*Short exercise*. Count the lines in the items below that contain the word "dark", and give only that number.

◇ ◇ ◇ ◇ ◇ ◇ ◇

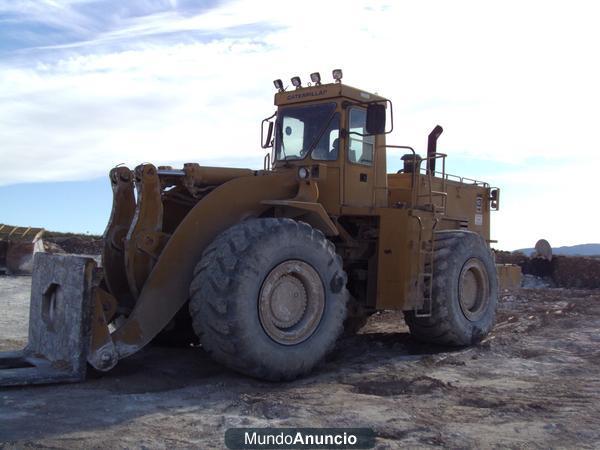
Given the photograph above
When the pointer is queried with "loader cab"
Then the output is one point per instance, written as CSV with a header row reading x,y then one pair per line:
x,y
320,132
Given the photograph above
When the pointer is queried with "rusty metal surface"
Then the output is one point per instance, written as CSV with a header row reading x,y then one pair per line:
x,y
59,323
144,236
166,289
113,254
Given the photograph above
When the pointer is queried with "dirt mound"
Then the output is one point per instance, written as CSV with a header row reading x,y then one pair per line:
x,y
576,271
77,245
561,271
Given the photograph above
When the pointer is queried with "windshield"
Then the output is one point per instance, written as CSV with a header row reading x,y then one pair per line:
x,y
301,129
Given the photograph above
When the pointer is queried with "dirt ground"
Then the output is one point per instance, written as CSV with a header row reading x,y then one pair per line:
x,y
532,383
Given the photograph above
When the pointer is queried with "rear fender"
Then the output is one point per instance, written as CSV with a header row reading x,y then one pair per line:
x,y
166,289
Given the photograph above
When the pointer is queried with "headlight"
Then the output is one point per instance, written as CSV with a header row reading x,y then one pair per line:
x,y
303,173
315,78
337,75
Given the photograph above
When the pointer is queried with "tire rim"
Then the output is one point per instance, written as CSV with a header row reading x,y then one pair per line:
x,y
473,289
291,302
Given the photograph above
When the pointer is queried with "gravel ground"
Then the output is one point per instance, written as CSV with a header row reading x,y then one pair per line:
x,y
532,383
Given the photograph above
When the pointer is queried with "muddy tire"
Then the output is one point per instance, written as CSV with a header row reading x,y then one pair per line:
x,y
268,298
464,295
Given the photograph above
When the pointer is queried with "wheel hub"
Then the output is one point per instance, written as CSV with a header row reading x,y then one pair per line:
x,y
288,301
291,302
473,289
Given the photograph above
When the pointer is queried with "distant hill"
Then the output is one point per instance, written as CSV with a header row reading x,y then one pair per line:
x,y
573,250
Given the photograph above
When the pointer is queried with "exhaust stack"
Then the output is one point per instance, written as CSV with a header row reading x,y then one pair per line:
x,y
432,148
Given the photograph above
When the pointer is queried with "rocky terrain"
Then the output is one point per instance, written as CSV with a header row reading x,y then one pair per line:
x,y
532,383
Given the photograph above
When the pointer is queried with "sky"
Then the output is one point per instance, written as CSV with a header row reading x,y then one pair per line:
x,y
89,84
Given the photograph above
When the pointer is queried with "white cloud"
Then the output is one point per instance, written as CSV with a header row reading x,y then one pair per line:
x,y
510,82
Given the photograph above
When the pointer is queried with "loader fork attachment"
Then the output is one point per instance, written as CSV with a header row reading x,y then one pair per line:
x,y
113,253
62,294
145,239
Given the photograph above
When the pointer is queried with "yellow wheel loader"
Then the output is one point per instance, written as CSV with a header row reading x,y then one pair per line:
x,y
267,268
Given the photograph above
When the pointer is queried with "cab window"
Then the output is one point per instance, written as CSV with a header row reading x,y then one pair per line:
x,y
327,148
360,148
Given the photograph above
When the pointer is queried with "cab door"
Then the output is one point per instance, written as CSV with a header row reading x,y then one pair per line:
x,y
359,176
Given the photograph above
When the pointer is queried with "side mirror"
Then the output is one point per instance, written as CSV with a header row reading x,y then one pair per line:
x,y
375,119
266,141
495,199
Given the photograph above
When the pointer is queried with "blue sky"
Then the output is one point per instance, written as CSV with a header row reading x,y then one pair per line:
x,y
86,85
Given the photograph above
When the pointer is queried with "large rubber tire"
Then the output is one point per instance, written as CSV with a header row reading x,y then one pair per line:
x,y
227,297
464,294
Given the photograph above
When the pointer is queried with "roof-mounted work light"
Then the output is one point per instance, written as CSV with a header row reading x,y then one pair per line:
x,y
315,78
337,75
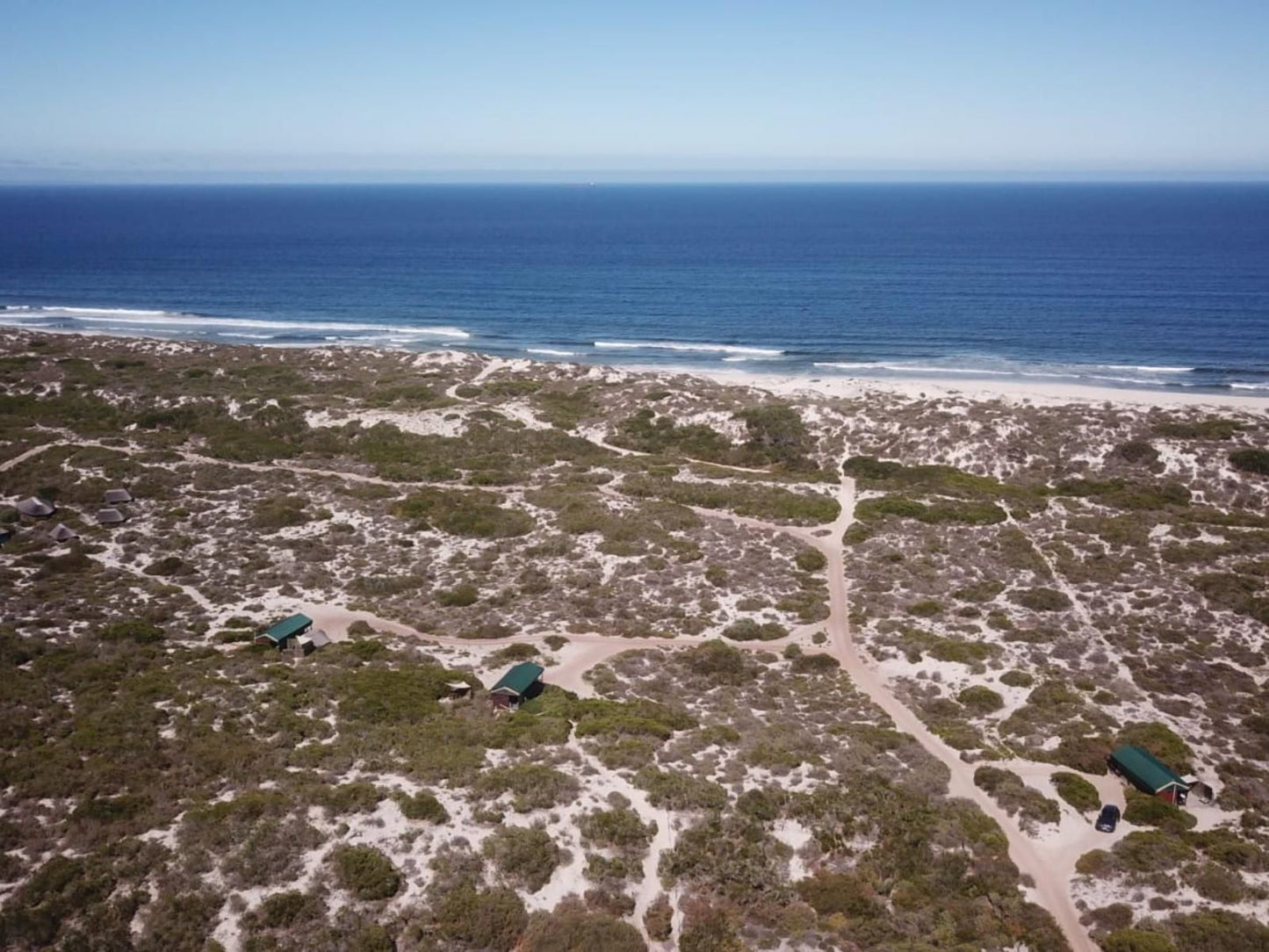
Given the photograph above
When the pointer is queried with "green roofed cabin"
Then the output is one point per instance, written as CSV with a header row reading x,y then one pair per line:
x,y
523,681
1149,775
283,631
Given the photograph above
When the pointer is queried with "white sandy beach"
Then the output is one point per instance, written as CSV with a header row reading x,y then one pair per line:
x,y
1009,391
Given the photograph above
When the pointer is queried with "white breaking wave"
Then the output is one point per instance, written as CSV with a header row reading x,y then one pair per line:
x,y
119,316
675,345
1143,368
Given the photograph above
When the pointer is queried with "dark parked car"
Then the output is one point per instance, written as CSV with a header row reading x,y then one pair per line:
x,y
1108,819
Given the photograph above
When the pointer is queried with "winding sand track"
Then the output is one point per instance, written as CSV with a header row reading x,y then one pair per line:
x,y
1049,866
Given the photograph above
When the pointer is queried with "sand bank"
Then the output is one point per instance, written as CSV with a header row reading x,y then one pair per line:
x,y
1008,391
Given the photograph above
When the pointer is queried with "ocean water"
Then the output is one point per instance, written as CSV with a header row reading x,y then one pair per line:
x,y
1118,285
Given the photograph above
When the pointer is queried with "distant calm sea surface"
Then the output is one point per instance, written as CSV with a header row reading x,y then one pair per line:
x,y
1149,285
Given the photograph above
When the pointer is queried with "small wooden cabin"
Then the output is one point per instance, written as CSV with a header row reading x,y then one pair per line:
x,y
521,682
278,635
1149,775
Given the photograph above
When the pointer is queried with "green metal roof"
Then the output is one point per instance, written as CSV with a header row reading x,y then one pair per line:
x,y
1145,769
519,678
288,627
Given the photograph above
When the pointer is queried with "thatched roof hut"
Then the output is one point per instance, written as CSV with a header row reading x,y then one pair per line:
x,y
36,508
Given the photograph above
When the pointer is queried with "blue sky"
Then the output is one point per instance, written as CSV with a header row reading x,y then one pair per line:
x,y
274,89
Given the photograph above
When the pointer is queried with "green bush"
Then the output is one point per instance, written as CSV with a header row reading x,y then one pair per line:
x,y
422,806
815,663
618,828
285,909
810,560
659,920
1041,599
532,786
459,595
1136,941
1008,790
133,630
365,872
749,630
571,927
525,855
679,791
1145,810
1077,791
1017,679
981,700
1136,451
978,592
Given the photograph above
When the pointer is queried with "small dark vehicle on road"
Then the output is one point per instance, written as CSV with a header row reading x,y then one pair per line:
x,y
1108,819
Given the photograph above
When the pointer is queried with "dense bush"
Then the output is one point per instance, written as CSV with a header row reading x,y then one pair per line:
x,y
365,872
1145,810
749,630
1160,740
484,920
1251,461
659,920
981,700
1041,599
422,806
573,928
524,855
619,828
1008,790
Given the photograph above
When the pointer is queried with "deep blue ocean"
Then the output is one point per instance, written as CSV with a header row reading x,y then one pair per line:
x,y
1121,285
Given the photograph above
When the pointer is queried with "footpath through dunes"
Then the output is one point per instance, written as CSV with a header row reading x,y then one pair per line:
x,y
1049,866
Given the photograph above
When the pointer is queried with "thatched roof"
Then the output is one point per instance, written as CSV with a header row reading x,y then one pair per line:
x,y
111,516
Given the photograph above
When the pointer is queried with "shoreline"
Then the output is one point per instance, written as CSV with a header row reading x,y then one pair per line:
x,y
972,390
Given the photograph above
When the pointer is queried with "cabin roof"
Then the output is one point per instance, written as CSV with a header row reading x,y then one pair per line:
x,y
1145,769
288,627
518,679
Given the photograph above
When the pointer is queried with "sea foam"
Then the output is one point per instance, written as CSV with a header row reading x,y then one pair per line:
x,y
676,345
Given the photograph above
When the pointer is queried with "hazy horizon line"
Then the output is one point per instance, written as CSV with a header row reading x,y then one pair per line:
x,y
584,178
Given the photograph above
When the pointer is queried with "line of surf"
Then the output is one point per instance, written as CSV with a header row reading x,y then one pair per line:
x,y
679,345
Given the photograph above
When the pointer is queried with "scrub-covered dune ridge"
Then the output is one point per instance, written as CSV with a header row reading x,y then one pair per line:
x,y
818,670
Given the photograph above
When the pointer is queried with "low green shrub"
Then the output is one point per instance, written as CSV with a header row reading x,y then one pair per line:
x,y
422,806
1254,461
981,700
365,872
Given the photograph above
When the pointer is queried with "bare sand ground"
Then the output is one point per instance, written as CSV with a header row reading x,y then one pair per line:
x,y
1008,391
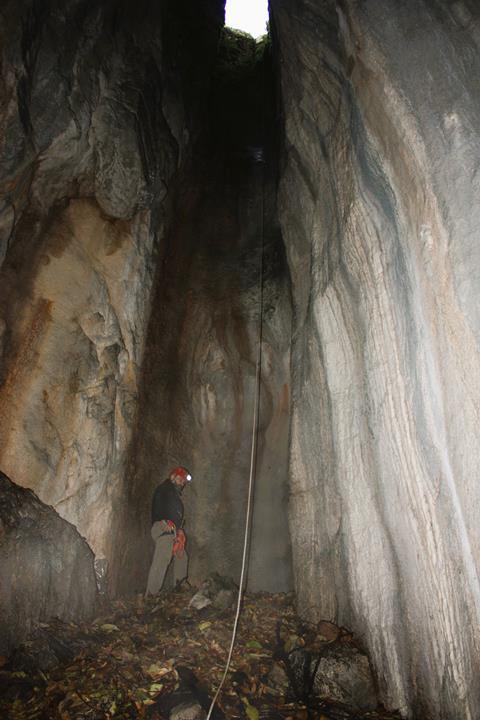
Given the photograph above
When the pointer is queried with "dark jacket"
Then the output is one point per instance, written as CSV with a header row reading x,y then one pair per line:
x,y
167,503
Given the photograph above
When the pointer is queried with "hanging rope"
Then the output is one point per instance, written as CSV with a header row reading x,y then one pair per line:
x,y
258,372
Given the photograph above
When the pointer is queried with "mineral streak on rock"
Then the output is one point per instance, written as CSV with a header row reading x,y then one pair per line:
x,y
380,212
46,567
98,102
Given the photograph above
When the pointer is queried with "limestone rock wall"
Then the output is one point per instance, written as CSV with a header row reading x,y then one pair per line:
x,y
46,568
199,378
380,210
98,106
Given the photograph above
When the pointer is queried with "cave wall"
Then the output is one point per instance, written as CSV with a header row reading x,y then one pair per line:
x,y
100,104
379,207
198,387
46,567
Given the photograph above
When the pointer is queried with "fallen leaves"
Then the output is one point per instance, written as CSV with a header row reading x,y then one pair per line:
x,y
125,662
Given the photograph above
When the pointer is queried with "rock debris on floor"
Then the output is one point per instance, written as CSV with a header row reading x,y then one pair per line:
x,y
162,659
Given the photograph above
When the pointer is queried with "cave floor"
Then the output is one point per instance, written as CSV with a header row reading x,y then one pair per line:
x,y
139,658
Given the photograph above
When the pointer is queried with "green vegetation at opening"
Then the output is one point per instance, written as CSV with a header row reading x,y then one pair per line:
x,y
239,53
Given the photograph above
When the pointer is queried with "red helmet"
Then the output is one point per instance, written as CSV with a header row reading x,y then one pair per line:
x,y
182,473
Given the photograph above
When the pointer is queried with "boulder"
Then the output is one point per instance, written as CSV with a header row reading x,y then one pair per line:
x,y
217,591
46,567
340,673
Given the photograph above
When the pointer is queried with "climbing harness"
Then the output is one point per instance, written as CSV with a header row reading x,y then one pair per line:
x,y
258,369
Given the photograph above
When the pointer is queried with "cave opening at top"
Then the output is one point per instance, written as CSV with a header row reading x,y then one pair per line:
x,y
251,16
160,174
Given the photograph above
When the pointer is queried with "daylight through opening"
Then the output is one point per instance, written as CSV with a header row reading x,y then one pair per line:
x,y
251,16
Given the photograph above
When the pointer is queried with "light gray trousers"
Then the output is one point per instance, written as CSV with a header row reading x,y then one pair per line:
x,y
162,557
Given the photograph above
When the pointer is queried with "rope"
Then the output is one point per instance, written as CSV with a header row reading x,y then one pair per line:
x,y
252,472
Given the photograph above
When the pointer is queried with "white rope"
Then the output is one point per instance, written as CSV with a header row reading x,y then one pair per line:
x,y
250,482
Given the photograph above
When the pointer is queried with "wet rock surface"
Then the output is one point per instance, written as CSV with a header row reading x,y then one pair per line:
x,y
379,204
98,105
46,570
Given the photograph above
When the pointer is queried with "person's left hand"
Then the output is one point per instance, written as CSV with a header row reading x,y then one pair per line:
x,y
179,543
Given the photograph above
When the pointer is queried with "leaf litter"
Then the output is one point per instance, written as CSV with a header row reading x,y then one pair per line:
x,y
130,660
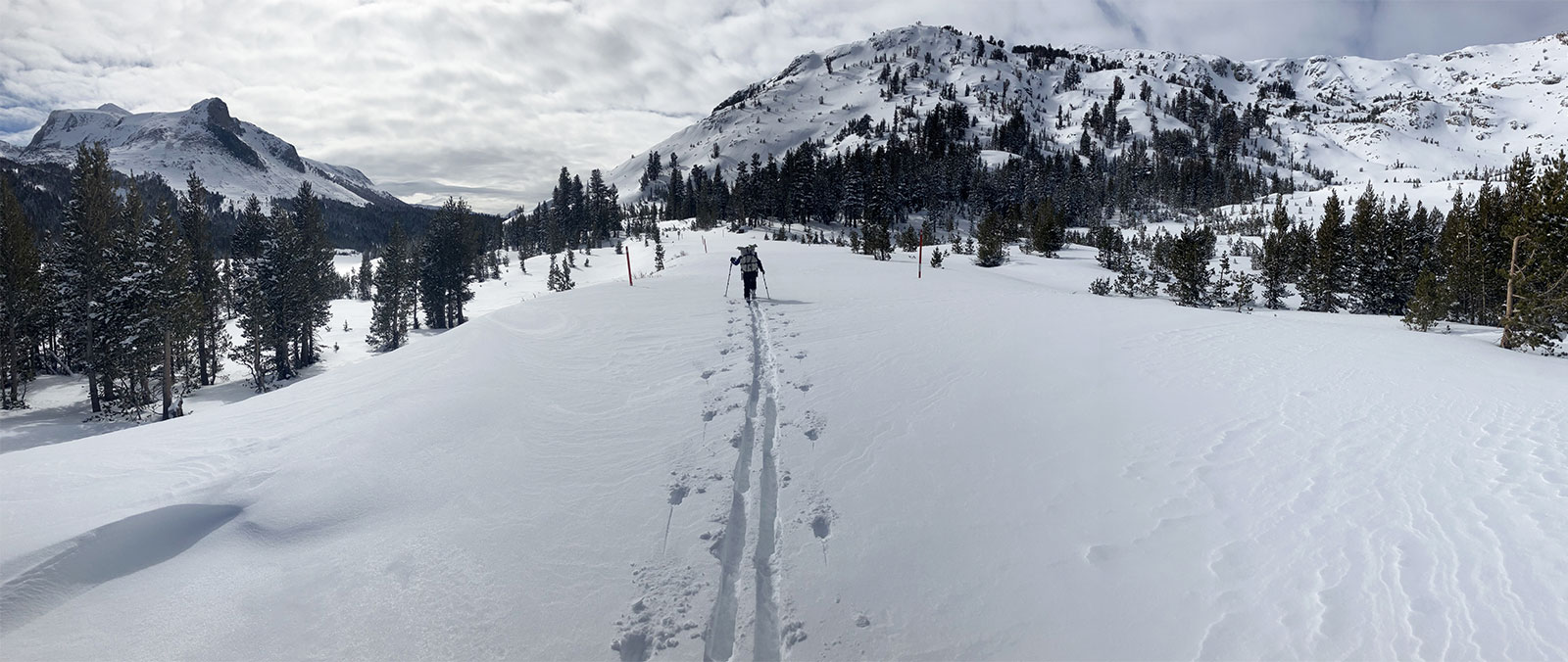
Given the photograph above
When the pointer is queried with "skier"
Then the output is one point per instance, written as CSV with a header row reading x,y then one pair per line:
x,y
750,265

◇ ◇ ◇ ◇ ◇ ◇ ◇

*Written answer*. 3